Directions |
Print the following data verbatim, reproducing every line in its original order and without any alteration.

------------------------------------------------------------

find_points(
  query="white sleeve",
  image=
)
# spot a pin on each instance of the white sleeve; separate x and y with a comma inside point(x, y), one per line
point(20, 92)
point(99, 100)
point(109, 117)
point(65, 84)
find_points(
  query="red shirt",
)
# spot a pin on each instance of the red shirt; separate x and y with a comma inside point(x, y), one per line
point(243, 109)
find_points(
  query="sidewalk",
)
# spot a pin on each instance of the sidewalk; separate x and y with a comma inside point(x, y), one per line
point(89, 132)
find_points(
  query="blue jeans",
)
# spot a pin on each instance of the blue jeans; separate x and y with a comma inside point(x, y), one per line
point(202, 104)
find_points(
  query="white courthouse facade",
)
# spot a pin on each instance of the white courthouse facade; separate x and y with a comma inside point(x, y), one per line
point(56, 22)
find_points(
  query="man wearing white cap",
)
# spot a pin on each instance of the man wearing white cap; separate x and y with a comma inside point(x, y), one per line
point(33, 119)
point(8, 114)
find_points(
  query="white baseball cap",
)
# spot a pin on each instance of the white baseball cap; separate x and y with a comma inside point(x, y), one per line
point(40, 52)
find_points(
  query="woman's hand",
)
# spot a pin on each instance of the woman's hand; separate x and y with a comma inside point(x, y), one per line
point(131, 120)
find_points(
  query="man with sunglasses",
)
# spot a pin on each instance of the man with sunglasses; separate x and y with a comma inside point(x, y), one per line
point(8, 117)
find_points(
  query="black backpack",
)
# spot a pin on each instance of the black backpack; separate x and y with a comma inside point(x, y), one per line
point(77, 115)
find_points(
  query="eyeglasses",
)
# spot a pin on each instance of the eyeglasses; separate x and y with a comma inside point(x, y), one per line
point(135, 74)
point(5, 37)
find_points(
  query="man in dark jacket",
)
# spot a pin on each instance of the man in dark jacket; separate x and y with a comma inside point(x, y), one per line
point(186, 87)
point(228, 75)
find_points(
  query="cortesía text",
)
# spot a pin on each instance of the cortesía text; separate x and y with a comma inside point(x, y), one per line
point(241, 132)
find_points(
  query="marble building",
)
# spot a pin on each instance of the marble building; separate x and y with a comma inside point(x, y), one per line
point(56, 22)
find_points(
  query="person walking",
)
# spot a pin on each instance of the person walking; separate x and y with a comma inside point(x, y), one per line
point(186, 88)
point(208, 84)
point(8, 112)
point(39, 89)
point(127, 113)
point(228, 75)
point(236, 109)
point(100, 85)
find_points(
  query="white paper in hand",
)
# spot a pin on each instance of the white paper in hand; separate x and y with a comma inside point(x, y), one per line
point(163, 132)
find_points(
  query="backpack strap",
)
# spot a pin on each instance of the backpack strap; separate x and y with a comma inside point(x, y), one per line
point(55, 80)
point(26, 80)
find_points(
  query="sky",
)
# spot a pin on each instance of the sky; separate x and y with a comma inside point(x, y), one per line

------------------------------------------------------------

Expected answer |
find_points(
  query="white sleeve",
  image=
)
# spot a pin on each instance of the white sleeve; separate x and y with a comma inside point(x, y), one per line
point(20, 92)
point(99, 100)
point(109, 117)
point(65, 84)
find_points(
  query="red shirt",
)
# spot a pin on each instance of the red shirt; separate x and y with a comma inside point(x, y), one per line
point(243, 109)
find_points(
  query="sidewalk",
)
# spot a pin on each instance of the sidewalk; separate x and y with a comma inside point(x, y), one per line
point(89, 132)
find_points(
  query="blue jeans",
)
# spot a pin on each instance of the blue jeans; separate x and y with a comma inside point(x, y), one per line
point(202, 104)
find_points(
  query="white courthouse facade",
)
# spot a pin on each instance of the white courthouse facade; separate x and y with a comma inside point(x, y), one per line
point(56, 22)
find_points(
  query="man wearing white cap",
)
# spot a pin on each instance of the man wearing white cap; separate x and y with a comma inside point(x, y), one per line
point(33, 119)
point(8, 114)
find_points(
  query="white baseball cap",
)
# spot a pin on each instance of the white baseball cap; separate x and y with a comma inside point(x, y), one per line
point(40, 52)
find_points(
  query="woman's hand",
)
# spot a pin on each instance of the woman's hand; separate x and y with a comma inside point(x, y), one per line
point(131, 120)
find_points(
  query="man with sunglasses",
)
# spot a pin on each instance of the man with sunglasses; separate x and y with a comma inside point(x, y), one per line
point(8, 117)
find_points(
  query="black backpack",
)
# spot a pin on each instance of the black backpack; separate x and y with a comma inside point(x, y), one per line
point(77, 115)
find_points(
  query="eyeglasses",
)
# spot a pin on each instance of the eyeglasses; separate x and y with a comma inside point(x, y), one per line
point(135, 74)
point(5, 37)
find_points(
  query="man in dark jacket",
)
# spot a pin on each instance of the man in dark jacket; separate x and y with a comma inside point(x, y), one per line
point(186, 87)
point(228, 75)
find_points(
  query="cortesía text",
)
# spot a pin on each instance of the cortesía text; separate x and y with a comma inside point(x, y), one per line
point(241, 132)
find_points(
  query="marble building",
)
# spot a pin on each instance of the marble building; separate x and y with a comma inside point(x, y), one per line
point(56, 22)
find_points(
  query="person walking",
)
# spot a pin on each instance of the person walking; separate x and y with a comma inside point(x, y), one per line
point(186, 88)
point(208, 84)
point(8, 112)
point(39, 89)
point(127, 113)
point(228, 75)
point(236, 109)
point(100, 85)
find_points(
  query="white paper in hand",
)
# spot a pin on each instance of the white paper in hand; separate x and y with a comma inside point(x, y), one per line
point(163, 132)
find_points(
  query="backpack strap",
)
# spot a pin on each instance of the backpack strap; separate x and y with a comma inside point(x, y), one per line
point(55, 80)
point(26, 80)
find_points(
  query="sky",
)
# spot a pin on each instance of the sky; separate x and y with a comma inside point(x, y), one per line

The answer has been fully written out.